**EXCERPTED TEXT:**
══════════

Chapter 44. C Programming and Tcl

This chapter explains how to extend a Tcl application with new built-in commands. Tcl 8.0 replaces the original string-based command interface with a more efficient dual-ported object interface. This chapter describes both interfaces.

Tcl is implemented in a C library that is easy to integrate into an existing application. By adding the Tcl interpreter to your application, you can configure and control it with Tcl scripts, and with Tk you can provide a nice graphical interface to it. This was the original model for Tcl. Applications would be largely application-specific C code and include a small amount of Tcl for configuration and the graphical interface. However, the basic Tcl shells proved so useful by themselves that relatively few Tcl programmers need to worry about programming in C or C++.

══════════

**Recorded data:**
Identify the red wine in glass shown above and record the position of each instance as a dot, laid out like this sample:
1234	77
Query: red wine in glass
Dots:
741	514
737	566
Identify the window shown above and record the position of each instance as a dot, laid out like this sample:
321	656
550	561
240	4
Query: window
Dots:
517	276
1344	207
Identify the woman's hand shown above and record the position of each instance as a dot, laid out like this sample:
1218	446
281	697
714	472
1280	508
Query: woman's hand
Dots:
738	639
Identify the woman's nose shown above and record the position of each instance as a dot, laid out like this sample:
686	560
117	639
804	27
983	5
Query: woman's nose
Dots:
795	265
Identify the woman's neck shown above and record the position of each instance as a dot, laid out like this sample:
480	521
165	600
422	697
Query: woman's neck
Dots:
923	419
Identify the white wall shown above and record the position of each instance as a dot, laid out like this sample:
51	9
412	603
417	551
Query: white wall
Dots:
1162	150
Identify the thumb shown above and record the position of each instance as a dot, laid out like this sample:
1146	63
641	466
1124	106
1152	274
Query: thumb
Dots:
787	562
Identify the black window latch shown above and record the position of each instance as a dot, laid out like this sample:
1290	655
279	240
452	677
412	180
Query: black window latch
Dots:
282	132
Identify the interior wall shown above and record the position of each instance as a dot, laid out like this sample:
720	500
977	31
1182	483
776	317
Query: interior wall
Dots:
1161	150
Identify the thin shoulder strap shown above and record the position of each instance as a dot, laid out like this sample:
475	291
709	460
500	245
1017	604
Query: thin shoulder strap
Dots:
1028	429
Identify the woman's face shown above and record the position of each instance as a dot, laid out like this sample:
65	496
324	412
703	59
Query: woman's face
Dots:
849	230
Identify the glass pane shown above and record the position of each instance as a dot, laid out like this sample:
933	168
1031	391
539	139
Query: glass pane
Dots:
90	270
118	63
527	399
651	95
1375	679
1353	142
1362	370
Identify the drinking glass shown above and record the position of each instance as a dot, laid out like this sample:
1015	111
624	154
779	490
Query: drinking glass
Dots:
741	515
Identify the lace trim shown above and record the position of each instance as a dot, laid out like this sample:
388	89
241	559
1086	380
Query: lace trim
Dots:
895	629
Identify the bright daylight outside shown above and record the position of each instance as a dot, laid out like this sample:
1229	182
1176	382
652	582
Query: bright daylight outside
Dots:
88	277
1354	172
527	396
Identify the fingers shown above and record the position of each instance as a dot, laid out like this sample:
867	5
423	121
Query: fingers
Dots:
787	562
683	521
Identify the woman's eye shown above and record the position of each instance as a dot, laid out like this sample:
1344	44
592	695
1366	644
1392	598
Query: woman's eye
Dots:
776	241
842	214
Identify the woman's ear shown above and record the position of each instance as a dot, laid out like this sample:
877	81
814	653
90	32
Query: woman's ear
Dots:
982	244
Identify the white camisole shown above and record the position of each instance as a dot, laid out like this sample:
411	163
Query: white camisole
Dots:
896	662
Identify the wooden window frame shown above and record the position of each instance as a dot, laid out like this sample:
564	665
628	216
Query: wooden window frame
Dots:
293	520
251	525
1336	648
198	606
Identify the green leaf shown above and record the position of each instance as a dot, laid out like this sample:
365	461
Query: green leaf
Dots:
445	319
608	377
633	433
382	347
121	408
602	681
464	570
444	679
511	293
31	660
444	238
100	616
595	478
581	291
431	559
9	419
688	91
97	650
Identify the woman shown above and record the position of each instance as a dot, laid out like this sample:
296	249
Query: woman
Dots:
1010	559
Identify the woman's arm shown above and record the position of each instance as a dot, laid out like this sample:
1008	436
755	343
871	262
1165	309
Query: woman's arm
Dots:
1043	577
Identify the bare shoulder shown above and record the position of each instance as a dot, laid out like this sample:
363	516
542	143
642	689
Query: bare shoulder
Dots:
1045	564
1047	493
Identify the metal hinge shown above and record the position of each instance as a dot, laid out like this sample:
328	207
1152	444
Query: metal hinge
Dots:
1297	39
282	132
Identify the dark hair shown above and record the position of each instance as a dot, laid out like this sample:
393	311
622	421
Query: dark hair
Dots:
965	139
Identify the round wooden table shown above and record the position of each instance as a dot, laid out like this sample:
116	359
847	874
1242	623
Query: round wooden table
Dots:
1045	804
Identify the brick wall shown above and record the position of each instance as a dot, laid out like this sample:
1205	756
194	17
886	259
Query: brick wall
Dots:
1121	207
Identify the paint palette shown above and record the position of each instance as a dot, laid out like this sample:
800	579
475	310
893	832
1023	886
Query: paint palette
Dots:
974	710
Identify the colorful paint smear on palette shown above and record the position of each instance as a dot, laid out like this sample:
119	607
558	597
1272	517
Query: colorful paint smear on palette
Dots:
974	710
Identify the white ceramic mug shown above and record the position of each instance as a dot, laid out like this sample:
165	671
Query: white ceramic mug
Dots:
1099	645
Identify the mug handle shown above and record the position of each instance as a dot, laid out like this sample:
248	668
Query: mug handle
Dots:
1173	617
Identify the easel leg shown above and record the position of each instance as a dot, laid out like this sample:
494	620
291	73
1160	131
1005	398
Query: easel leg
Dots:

══════════

**SHORT TASK 1:** In the excerpt on C programming and Tcl, what does Tcl 8.0 use in place of the original string-based command interface?
**SHORT TASK 2:** Write the next paragraph of the excerpt on C programming and Tcl.
The listing has no role in this work.

**REPLY 1:** It uses a more efficient dual-ported object interface.

**REPLY 2:**
Tcl is designed to be easily extensible by writing new command implementations in C. A command implemented in C is more efficient than an equivalent Tcl procedure. A more pressing reason to write C code is that it may not be possible to provide the same functionality purely in Tcl. Suppose you have a new device, perhaps a color scanner or a unique input device. The programming interface to that device is through a set of C procedures that initialize and manipulate the state of the device. Without some work on your part, that interface is not accessible to your Tcl scripts. You are in the same situation if you have a C or C++ library that implements some specialized function such as a database. Fortunately, it is rather straightforward to provide a Tcl interface that corresponds to the C or C++ interface.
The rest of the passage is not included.